* **Task to carry out**
Copy out every line of the data below word for word, leaving out the pictures.

--- START Stored rows ---

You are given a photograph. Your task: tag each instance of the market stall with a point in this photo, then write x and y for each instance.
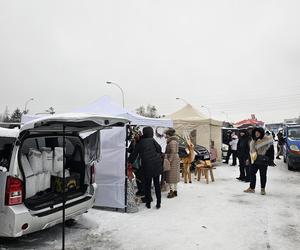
(111, 172)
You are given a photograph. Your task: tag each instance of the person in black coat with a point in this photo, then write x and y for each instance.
(243, 152)
(137, 168)
(150, 153)
(227, 142)
(262, 156)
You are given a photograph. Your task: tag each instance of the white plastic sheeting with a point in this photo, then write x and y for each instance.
(58, 163)
(110, 172)
(35, 160)
(47, 158)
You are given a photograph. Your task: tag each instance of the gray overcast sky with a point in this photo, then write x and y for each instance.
(240, 56)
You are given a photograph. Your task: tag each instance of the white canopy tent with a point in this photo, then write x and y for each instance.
(204, 129)
(111, 172)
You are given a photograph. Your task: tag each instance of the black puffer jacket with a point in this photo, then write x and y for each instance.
(270, 152)
(243, 148)
(150, 153)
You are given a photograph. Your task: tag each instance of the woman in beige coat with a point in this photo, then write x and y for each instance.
(173, 175)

--- END Stored rows ---

* **Answer to the problem**
You are given a photograph. Your task: tag each instance of the market stall with a point in this photo, then write x and y for each instance.
(111, 172)
You are given a photograph. Your task: tag each instance of the person in black coat with a point in this photo, then write x and y for each instance.
(243, 152)
(137, 168)
(150, 153)
(227, 142)
(262, 156)
You are given a photograph. Your task: tag each instance of the white plastic sheeting with a point in this photo, then write x and y for each instance.
(58, 163)
(110, 172)
(35, 160)
(47, 158)
You are given a photograph. Your task: tag each instance of the gray overcast sky with a point in this photo, then write x and y for each instance.
(240, 56)
You are given a photograph. Your task: tag each instance of the white canopy tent with a point in this photo, then write x and y for each instance.
(204, 129)
(111, 172)
You are given a photograph. Your task: tag each instance of the black puffer jacket with a point in this photo, then write x and y for each instance.
(270, 152)
(243, 148)
(150, 153)
You are given a photograph. Your task: tag each instance of the woman in beige coat with a point in this photo, then write x and y for each instance.
(173, 175)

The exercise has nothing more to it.